* BEGIN MATERIAL FOR THIS TASK *

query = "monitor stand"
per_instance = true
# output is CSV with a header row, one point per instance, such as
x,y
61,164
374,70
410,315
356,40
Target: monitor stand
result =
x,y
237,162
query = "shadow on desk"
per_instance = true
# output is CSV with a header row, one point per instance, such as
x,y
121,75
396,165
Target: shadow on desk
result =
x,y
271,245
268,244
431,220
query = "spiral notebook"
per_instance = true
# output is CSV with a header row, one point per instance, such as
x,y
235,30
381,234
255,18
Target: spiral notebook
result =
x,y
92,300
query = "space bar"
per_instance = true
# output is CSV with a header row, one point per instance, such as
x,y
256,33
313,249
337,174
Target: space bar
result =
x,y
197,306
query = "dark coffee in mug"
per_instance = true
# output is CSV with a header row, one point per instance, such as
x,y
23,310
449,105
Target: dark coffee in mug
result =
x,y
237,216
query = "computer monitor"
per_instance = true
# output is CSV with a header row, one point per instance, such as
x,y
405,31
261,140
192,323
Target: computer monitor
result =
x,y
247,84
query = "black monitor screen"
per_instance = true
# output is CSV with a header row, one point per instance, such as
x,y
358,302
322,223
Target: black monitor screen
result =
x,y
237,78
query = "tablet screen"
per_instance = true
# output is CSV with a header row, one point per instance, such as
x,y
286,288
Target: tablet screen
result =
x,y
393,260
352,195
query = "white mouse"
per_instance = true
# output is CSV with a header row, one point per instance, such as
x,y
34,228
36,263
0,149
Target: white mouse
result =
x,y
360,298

* END MATERIAL FOR THIS TASK *

• _GIVEN TASK_
Restate each entry exactly, skipping none.

• _WRITTEN RESPONSE_
query = "monitor stand"
per_instance = true
# output is CSV with a header row, one point per instance, such as
x,y
61,164
374,70
410,315
356,40
Target: monitor stand
result =
x,y
237,162
query = "shadow on desk"
per_instance = true
# output is CSV with a header row, one point per instance, such as
x,y
121,75
396,165
Target: shadow on desk
result =
x,y
271,245
268,244
431,220
query = "spiral notebook"
per_instance = true
# output is CSV with a header row, one point per instance, such as
x,y
235,30
381,234
255,18
Target: spiral notebook
result =
x,y
92,300
query = "space bar"
per_instance = true
# output is CSV with a header row, one point per instance, such as
x,y
256,33
313,249
337,174
Target: space bar
result =
x,y
197,306
query = "dark coffee in mug"
per_instance = true
# output is CSV with a header row, one point per instance, such as
x,y
23,310
449,105
Target: dark coffee in mug
result =
x,y
237,216
query = "computer monitor"
per_instance = true
# output is CSV with a header row, one point per instance, such as
x,y
405,31
261,140
192,323
Target: computer monitor
result =
x,y
247,84
query = "black monitor screen"
per_instance = true
# output is CSV with a header row, one point per instance, such as
x,y
358,302
322,223
Target: black monitor screen
result =
x,y
237,78
query = "tablet screen"
per_instance = true
# output is CSV with a header row, one point per instance, such as
x,y
286,288
Target: tablet screen
result =
x,y
393,260
352,195
query = "white mouse"
per_instance = true
# output is CSV with a header row, one point per instance, such as
x,y
34,228
36,263
0,149
Target: white mouse
result =
x,y
360,298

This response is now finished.